▶ _Text shown_
↓

Occupational health can be an area of difficulty for many employees, whether in training or not.  Part of the anxiety might come from a lack of knowledge of what to expect.  Long-term illness or disability can contribute to performance issues, and can tend to attract scrutiny from occupational health physicians.

A doctor advising a patient

Occupational health specialists can assist by:

  • Advising on reasonable adjustments and what they might be;
  • Confirming in writing whether an individual’s condition satisfies the legal criteria of a disability,
  • And therefore, deciding upon whether the Equality Act [2010] applies;
  • Assessing the functional capability of an employee against the demands of the job;
  • Advising what duties the employee would be able to ‘cope with’; and
  • Devising a rehabilitation programme specifically aimed at returning the employee to work.

The aim of occupational health is to prevent work-related illness and injury by:

  • Encouraging safe working practices to meet health and safety compliance and to avoid work-related health problems;
  • Studying how employees can work better;
  • Monitoring the health of the workforce;
  • Supporting the management of sickness absence, including managing difficulties in coping on return after being absent;
  • Supporting health promotion and education programmes;
  • Providing advice and counselling to employees around non-health-related problems; and
  • Advising on reasonable adjustments to your working conditions.

It is important for every doctor with a disability to have access to appropriate and timely occupational health advice and support, to prevent short-term sickness becoming long-term. This is also a public policy imperative, to reduce the risk of people falling out altogether of the employment market.

Doctors may acquire a condition or disability at any stage of their career.

↑

▶ _Work request A_
Condense the paragraph in the occupational health text that begins "Occupational health can be an area of difficulty", keeping its main facts.
▶ _Work request B_
What does the occupational health text give as the aim of occupational health?
Rely only on the occupational health text for these answers.

▶ _Listed entries_
↓

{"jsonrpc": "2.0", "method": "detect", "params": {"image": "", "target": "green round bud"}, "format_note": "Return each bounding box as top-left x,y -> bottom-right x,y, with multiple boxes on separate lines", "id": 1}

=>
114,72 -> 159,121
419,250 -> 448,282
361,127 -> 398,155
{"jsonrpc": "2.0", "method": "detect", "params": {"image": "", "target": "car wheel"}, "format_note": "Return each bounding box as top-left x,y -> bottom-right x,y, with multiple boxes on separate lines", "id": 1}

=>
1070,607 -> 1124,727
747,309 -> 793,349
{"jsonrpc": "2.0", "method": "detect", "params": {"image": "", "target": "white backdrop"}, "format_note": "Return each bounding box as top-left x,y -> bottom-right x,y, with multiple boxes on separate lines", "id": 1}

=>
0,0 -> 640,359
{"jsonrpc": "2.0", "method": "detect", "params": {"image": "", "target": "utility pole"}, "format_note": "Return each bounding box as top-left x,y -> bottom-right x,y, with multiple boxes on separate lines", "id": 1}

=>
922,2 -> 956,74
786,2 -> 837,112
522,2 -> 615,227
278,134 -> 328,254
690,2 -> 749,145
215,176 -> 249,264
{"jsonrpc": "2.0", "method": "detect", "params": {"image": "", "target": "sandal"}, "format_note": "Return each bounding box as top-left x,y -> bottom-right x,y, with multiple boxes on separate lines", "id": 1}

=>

↑

▶ _Exercise answer A_
Many employees, trained or not, find occupational health difficult, partly because they don't know what to expect. Long-term illness or disability can cause performance issues and draw scrutiny from occupational health physicians.

▶ _Exercise answer B_
To prevent work-related illness and injury.